## WHAT YOU SHOULD DO
For this exercise, restate the records word for word.

** Opening PROVIDED INFORMATION block **

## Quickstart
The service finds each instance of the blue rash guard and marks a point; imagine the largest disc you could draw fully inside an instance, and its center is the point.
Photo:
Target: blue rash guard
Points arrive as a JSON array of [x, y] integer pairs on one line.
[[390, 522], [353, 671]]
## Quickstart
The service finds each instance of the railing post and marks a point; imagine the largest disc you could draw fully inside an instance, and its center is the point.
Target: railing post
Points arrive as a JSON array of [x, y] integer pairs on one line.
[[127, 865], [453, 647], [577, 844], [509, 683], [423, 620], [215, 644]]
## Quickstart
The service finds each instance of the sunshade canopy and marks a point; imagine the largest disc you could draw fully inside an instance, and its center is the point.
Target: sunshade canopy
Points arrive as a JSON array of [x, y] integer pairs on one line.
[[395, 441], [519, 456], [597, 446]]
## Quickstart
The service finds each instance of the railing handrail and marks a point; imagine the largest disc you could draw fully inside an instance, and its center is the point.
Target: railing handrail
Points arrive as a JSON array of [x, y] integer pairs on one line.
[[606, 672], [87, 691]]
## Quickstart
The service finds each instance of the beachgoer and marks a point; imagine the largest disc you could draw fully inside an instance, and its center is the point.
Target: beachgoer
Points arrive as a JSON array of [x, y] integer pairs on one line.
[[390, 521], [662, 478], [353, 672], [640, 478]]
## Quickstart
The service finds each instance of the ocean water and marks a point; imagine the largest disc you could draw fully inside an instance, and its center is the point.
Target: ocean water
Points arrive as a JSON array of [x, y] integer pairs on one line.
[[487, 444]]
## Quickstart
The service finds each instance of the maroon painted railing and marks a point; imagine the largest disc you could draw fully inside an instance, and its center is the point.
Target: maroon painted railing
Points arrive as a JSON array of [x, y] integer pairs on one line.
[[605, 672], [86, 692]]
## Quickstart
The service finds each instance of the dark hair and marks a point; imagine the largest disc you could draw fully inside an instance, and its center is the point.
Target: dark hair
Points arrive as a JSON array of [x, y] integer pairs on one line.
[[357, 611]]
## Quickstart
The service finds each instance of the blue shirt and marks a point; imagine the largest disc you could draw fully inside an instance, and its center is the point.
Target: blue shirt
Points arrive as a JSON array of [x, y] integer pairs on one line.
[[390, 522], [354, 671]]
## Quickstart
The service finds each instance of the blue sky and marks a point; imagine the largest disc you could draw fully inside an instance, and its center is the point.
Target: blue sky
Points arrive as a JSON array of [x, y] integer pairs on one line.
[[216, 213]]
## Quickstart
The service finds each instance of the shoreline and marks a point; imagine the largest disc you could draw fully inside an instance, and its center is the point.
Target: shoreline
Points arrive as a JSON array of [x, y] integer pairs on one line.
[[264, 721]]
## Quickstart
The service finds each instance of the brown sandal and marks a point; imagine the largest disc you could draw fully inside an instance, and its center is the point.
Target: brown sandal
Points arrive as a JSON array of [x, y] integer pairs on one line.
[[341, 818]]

** Closing PROVIDED INFORMATION block **

## WRITTEN ANSWER
## Quickstart
The service finds each instance of the blue rash guard and marks a point; imagine the largest disc you could draw fully inside an instance, and its center is the point.
Photo:
Target: blue rash guard
Points arrive as a JSON array of [x, y] integer pairs on one line.
[[390, 522], [353, 671]]
## Quickstart
The service finds each instance of the railing post and marks a point; imagine the largest disc you could draw fully inside an instance, and its center is the point.
Target: railing post
Points arrive as a JSON array of [x, y] integer pairs on one line.
[[127, 865], [453, 647], [577, 844], [509, 683], [423, 620], [215, 644]]
## Quickstart
The service finds each instance of the sunshade canopy and marks a point; imagine the largest disc you could draw fully inside an instance, and its center is the point.
Target: sunshade canopy
Points arrive as a JSON array of [x, y] integer pairs on one line.
[[395, 441], [519, 456], [597, 446]]
## Quickstart
The service finds each instance of the railing handrail and marks a point; imagine the largest disc you could draw fully inside an instance, and its center is the point.
Target: railing handrail
Points arrive as a JSON array of [x, y] integer pairs on one line.
[[606, 672], [87, 691]]
## Quickstart
The service finds each instance of the beachgoer and marks a point; imagine the largest disc you could draw fully inside an instance, and its center is the point.
Target: beachgoer
Points arrive as a JSON array of [x, y] integer pairs on one line.
[[390, 521], [662, 478], [353, 672], [640, 478]]
## Quickstart
The service finds each instance of the ocean water and marks a point; imagine the largest disc you could draw fully inside an instance, and its center is the point.
Target: ocean water
Points arrive as a JSON array of [x, y] integer pairs on one line.
[[487, 444]]
## Quickstart
The service finds each instance of the maroon painted railing and marks a point; imagine the largest disc you could draw fully inside an instance, and its center is the point.
Target: maroon painted railing
Points arrive as a JSON array of [x, y] integer pairs on one line.
[[605, 672], [86, 692]]
## Quickstart
The service finds each instance of the dark hair and marks a point; imagine the largest disc you could draw fully inside an instance, and its center is the point.
Target: dark hair
Points arrive as a JSON array of [x, y] integer pairs on one line.
[[357, 611]]
## Quickstart
The service finds each instance of the blue shirt and marks a point; imagine the largest disc you could draw fully inside an instance, and its center is the point.
Target: blue shirt
Points arrive as a JSON array of [x, y] integer pairs on one line.
[[390, 522], [354, 671]]
## Quickstart
The service finds each instance of the blue sky and marks a point; imagine the largest disc you could draw fully inside an instance, and its center is the point.
Target: blue sky
Points arrive as a JSON array of [x, y] integer pairs on one line.
[[216, 213]]
## Quickstart
The service finds each instance of the shoreline and marks a point; imagine the largest disc you could draw fully inside an instance, and its center is the point.
Target: shoreline
Points arrive as a JSON array of [x, y] integer pairs on one line.
[[264, 721]]
## Quickstart
The service finds each instance of the brown sandal and marks a point; imagine the largest disc you could draw fully inside an instance, and its center is the point.
Target: brown sandal
Points arrive as a JSON array of [x, y] integer pairs on one line.
[[341, 818]]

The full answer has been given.